Given instruction | Copy all of the material below exactly.

Dataset records |
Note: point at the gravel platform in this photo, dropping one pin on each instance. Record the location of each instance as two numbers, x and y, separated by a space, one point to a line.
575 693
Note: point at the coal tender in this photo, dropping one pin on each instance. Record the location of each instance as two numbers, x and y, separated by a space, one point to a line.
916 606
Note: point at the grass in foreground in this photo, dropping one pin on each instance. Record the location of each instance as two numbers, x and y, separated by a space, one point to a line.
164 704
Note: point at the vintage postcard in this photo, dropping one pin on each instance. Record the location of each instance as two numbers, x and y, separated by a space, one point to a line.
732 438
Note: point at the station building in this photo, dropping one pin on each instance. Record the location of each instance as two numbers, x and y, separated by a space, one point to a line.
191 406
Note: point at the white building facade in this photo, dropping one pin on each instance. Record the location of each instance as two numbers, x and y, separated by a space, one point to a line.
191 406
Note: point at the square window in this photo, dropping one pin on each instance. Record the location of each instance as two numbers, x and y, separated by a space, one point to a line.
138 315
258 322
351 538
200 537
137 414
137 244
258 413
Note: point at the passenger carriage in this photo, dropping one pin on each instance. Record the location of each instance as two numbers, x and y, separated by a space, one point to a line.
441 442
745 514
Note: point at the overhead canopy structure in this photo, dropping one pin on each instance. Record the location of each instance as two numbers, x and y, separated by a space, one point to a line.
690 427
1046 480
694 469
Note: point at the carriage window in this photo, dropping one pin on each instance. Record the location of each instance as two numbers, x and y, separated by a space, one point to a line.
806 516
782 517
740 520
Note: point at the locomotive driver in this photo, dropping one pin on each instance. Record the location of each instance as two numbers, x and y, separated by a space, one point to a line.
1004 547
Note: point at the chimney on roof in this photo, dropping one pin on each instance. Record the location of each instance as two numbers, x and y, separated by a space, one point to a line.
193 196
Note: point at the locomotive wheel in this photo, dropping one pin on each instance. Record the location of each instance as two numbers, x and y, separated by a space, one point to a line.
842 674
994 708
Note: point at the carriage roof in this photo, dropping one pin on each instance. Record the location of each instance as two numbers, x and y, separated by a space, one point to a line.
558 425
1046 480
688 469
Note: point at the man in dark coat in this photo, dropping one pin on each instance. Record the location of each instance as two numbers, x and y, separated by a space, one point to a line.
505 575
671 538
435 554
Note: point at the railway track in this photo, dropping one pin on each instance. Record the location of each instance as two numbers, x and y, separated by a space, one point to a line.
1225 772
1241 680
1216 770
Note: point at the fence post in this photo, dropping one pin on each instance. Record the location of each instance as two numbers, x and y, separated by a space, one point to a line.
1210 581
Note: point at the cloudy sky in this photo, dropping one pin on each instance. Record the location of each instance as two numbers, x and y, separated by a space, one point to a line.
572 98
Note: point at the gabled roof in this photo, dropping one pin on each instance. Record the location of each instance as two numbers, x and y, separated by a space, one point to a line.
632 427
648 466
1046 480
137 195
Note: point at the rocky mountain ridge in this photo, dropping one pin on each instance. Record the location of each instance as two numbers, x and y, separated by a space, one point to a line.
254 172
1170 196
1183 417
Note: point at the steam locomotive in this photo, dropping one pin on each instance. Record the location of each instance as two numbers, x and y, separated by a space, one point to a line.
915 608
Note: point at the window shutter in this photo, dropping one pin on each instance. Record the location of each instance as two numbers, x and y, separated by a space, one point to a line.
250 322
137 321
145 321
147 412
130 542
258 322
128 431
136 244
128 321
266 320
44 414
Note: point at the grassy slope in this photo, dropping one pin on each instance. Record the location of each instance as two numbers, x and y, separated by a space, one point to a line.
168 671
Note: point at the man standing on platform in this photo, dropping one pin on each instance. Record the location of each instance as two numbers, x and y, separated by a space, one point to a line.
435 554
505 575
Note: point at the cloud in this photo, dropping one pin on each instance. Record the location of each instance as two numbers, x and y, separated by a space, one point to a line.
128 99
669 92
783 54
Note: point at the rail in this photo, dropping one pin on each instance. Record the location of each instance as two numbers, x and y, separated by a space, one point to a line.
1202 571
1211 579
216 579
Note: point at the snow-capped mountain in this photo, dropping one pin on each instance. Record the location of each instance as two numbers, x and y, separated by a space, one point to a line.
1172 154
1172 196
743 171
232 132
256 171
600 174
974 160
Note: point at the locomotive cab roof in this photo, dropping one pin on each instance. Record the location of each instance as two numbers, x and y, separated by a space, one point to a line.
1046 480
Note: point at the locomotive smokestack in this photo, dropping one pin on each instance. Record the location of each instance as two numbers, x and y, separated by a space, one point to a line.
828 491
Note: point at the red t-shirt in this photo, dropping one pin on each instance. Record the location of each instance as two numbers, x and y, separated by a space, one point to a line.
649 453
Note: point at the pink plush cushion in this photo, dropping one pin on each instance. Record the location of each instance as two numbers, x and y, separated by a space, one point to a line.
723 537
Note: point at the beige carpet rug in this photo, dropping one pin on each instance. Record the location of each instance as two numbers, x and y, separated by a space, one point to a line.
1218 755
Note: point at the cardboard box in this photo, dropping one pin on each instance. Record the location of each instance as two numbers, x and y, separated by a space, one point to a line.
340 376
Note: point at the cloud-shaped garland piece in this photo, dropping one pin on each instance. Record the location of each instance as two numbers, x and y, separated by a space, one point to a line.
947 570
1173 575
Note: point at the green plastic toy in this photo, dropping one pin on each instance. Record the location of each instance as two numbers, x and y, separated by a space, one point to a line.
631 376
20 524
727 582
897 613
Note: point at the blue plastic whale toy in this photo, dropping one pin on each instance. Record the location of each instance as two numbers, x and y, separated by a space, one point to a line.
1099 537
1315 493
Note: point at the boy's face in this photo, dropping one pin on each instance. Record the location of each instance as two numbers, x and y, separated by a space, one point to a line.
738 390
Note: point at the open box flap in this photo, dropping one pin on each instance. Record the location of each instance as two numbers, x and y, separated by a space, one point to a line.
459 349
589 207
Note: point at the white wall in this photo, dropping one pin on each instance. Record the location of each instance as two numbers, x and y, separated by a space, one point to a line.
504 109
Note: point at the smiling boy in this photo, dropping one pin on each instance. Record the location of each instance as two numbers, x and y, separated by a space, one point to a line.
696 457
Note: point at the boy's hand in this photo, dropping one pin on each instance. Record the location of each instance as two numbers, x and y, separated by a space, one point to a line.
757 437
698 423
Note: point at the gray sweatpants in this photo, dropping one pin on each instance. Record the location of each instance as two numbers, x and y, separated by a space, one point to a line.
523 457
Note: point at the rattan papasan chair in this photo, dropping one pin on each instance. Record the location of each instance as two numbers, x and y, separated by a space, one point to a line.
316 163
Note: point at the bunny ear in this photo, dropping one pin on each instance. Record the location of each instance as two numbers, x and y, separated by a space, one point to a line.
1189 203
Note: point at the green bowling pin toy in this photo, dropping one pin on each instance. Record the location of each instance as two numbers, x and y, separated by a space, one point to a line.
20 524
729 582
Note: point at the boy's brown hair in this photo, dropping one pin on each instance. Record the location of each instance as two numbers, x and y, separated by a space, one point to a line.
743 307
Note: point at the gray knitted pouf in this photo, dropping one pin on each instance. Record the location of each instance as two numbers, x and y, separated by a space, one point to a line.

Exercise solution |
Note: point at the gravel platform in this photo, dropping one pin on each instance. Record the location of each instance as two numbers, x and y, separated by a space, one point to a line.
575 693
Note: point at the coal tender in this photo, dropping one pin on each instance. Record the location of each instance as two numbers, x and y, separated by a space, one point to a line.
916 606
Note: point at the grass in foreground in this photo, dropping one pin on each instance. Record the location of each instance as two numbers, x and y, separated by a space, one point to a line.
164 704
Note: point at the vintage postcard in this photo, dropping one pin on each instance. Record the location of each instance as two numbers, x and y, separated by a space, one point to a line.
732 438
Note: point at the station building in this photo, dropping one pin on each instance. Record the location of each instance as two numbers, x and y, separated by a space, one point to a line.
191 406
Note: point at the white building facade in this photo, dropping one pin on each instance. Record the location of each instance as two numbers, x and y, separated by a space, one point to a line.
191 406
Note: point at the square window in this photo, dropping one pin on each instance. Record the location of each instance as two numbers, x and y, separated by a space, one point to a line.
138 315
258 322
351 538
200 537
137 414
137 244
258 413
Note: point at the passenger carriage in this photo, dropping one pin on each instance. Record the location of each instance as two numbers, x and y, separated by a space, one point to a line.
441 442
745 514
Note: point at the overhead canopy structure in this photo, dropping one pin on each instance. Record the location of each instance as two numbers, x and y, separated by a space, one point to a line.
690 427
1046 480
694 469
Note: point at the carriage window in this photo, dropping one pin on each instance. Record the location of each instance as two numbers, x and y, separated by a space, one point to a line.
806 516
782 517
740 520
Note: point at the locomotive driver in this photo, dropping one pin on each instance. Record the location of each instance as two numbers, x and y, separated by a space, one point to a line.
1004 547
Note: point at the chimney on roof in this photo, dropping one pin on each instance. Record the location of each instance as two numbers, x and y, separated by a space, one point to a line.
193 196
Note: point at the locomotive wheel in this photo, dropping one pin on each instance. Record the location of each instance as two numbers, x and y, separated by a space, one point to a line.
842 674
994 708
Note: point at the carriage roof in this photo, dropping one pin on each instance. Record the location of each instance as two numbers, x and y, separated by a space, one point to a line.
558 425
1046 480
688 469
Note: point at the man in dark coat in this photo, dropping one pin on each instance. Record the location of each instance as two numbers, x and y, separated by a space, one point to a line.
505 575
671 538
435 554
Note: point at the railway track in this photo, dropping one pin on each instance. Record the location of each instance as two numbers, x and y, separated by a space, one point to a line.
1225 772
1241 680
1216 770
Note: point at the fence post in this photo, dropping one pin on each instance. Record the location of each instance as two numbers, x and y, separated by a space, one point to a line.
1210 581
Note: point at the cloudy sky in this photo, dropping one pin on each instance. Record the location of each instance as two numbers, x and y, separated by a space, one point to a line.
572 98
Note: point at the gabled roof in this photo, dropping one pin on each instance. Record the location of each instance as two numbers, x and y, separated by a space, one point to a line.
632 427
648 466
1046 480
137 195
Note: point at the rocky mountain ridge in this photo, dropping one pin on each instance. Record the location of each instance as two numbers, x and y, separated by a space, one point to a line.
254 172
1170 196
1183 417
Note: point at the steam locomotive in this photo, dropping one pin on each instance. Record the location of each instance as two numbers, x and y, separated by a space, one point to a line.
915 608
Note: point at the window shutter in this photo, dropping one pin on each instance. Record the location of each instance as two numbers, x and y, separated by a space, one point to a line.
250 322
137 321
145 321
147 412
130 542
258 322
128 431
136 244
128 321
266 320
44 414
Note: point at the grassy slope in this photo, dropping one pin on each instance. Record the location of each instance as two numbers, x and y, separated by a space, one point to a line.
168 671
Note: point at the man standing on platform in this photo, dropping one pin on each instance. Record the location of each instance as two numbers, x and y, separated by a space, one point to a line.
435 554
505 575
Note: point at the cloud in this photo, dropping one pin on each instance. Record the location of each instance as two numbers, x and y, separated by a space, one point to a line.
128 99
669 92
783 54
Note: point at the rail in this photo, dropping one pin on each instance. Record the location of each instance as two numbers, x and y, separated by a space, one point to a line.
1202 571
1211 579
216 579
Note: point at the snow-capped mountain in this photo, dropping one pin on each instance. Record the location of each instance as two numbers, x and y, separated by a space, one point to a line.
1172 154
1172 196
743 171
232 132
256 171
600 174
974 160
Note: point at the locomotive cab roof in this photo, dropping one pin on each instance. Record the location of each instance as two numbers, x and y, separated by a space, one point to a line.
1046 480
Note: point at the locomotive smokestack in this photo, dropping one pin on each instance. Record the location of each instance as two numbers, x and y, separated by a space, one point to a line.
828 491
Note: point at the red t-shirt in this photo, dropping one pin on each instance. Record the location of each instance as two numbers, x and y, separated by a space, one point to a line.
649 453
Note: point at the pink plush cushion in this photo, dropping one pin on each instance. Record the location of each instance as two numbers, x and y, separated by a space, one point to a line.
723 537
Note: point at the beige carpet rug in this photo, dropping one pin on each instance. Record the location of each instance as two numbers, x and y, separated by a space, one point to a line.
1218 755
Note: point at the cardboard box in this photo, dropping one pin on each instance. Record the location of each instance as two numbers, x and y, separated by a space, one point to a line.
340 376
Note: point at the cloud-shaped garland piece in this photo, dropping one pin on each instance. Record the location of each instance as two numbers, x and y, separated by a space, one point to a line.
947 570
1173 575
Note: point at the green plastic toy in this photo, dropping one pin on each instance. Record the location of each instance as two numbers, x and y, separated by a space, one point to a line.
631 376
20 524
727 582
897 613
Note: point at the blue plastic whale toy in this photo, dropping one pin on each instance. Record the location of each instance as two numbers, x and y, separated by a space, one point to a line.
1099 537
1315 493
Note: point at the boy's face in this photo, dropping one pin on each instance. Record the location of each instance as two numbers, x and y, separated by a space, one point to a line.
738 390
Note: point at the open box flap in this photo, dropping one pin on each instance. Record the location of each instance as two numbers, x and y, separated by a space, one point to a line.
459 349
589 207
Note: point at the white wall in this photo, dropping one pin on each instance. Record the location of each instance as two numbers, x and y, separated by a space, one point to a line.
504 109
Note: point at the smiling boy in this photo, dropping one pin on each instance. Record the location of each instance as two numbers, x and y, separated by a space, one point to a line.
696 457
Note: point at the boy's hand in this photo, dropping one pin on each instance. Record the location of each instance as two numbers, x and y, separated by a space, one point to a line.
757 437
698 423
Note: point at the gray sweatpants in this photo, dropping one pin on each instance. Record the location of each instance as two numbers, x and y, separated by a space, one point to a line.
523 457
Note: point at the rattan papasan chair in this photo, dropping one pin on each instance. Record the location of each instance as two numbers, x and y, separated by a space, one point to a line.
316 163
Note: point at the bunny ear in this photo, dropping one pin on each instance. Record the location of each instance as two numbers, x and y, separated by a space, one point to a line.
1189 203
Note: point at the green bowling pin toy in this photo, dropping one pin on each instance. Record the location of each instance as two numbers, x and y, separated by a space, one point to a line.
20 524
729 582
Note: point at the boy's brown hair in this photo, dropping one pin on each instance. Record the location of each instance as two numbers, x and y, separated by a space, one point to a line.
743 307
Note: point at the gray knitted pouf in this photo, dropping one pin on each instance. Record the location of each instance as two numbers, x and y, separated by a space, one point to a line.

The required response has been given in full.